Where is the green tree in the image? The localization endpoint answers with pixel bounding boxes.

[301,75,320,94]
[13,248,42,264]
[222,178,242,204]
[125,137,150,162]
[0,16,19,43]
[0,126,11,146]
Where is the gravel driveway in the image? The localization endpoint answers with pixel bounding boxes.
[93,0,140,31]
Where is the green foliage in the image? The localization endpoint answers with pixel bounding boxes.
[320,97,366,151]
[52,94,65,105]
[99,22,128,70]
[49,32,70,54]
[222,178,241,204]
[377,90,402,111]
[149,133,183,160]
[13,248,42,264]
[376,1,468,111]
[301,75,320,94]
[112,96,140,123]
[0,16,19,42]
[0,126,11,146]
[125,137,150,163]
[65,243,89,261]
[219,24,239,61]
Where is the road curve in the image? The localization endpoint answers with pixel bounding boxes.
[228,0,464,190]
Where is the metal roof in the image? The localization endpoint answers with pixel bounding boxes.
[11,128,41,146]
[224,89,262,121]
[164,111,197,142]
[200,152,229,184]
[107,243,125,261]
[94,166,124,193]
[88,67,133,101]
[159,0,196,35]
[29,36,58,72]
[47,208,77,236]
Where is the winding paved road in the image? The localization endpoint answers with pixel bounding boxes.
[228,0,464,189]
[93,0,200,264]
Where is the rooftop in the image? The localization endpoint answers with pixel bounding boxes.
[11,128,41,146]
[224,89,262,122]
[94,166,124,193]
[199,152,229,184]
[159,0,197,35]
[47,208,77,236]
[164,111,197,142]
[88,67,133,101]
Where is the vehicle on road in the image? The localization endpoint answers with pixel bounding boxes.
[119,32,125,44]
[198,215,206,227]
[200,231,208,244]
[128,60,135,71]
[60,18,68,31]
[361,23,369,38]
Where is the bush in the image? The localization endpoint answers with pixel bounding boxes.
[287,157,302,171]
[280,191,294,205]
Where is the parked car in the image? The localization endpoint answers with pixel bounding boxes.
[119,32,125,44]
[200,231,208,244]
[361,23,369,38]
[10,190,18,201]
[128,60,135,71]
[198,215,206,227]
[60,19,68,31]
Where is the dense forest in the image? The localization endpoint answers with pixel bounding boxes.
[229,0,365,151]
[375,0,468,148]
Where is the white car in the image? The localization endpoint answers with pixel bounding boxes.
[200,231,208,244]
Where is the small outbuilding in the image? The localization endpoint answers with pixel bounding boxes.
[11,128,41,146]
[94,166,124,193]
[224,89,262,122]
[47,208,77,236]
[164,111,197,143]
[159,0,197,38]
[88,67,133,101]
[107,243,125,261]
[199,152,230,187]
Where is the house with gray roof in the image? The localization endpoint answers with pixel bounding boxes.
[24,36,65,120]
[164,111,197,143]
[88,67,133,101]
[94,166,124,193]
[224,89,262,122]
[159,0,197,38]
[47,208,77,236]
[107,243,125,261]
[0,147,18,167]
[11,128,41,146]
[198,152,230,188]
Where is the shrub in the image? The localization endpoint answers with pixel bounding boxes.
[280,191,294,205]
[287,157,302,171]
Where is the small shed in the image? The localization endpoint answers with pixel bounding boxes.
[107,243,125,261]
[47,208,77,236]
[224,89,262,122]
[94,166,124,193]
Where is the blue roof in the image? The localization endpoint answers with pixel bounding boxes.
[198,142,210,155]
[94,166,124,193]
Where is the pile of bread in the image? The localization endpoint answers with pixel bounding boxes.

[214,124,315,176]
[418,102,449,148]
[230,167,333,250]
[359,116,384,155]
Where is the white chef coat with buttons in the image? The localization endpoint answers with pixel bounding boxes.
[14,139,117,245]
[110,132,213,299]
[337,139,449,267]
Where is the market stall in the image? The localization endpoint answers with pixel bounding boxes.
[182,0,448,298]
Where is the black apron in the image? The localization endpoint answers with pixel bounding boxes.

········

[EXERCISE OBJECTIVE]:
Quote the stretch of the listing above from the line containing "Where is the pile" through the line containing "[359,116,384,155]", both included, reproducing each line verbatim.

[COMPLETE ANSWER]:
Where is the pile of bread in the image? The localization endpoint answers with pixel bounding boxes.

[214,124,315,176]
[418,102,449,148]
[230,167,333,250]
[359,116,384,155]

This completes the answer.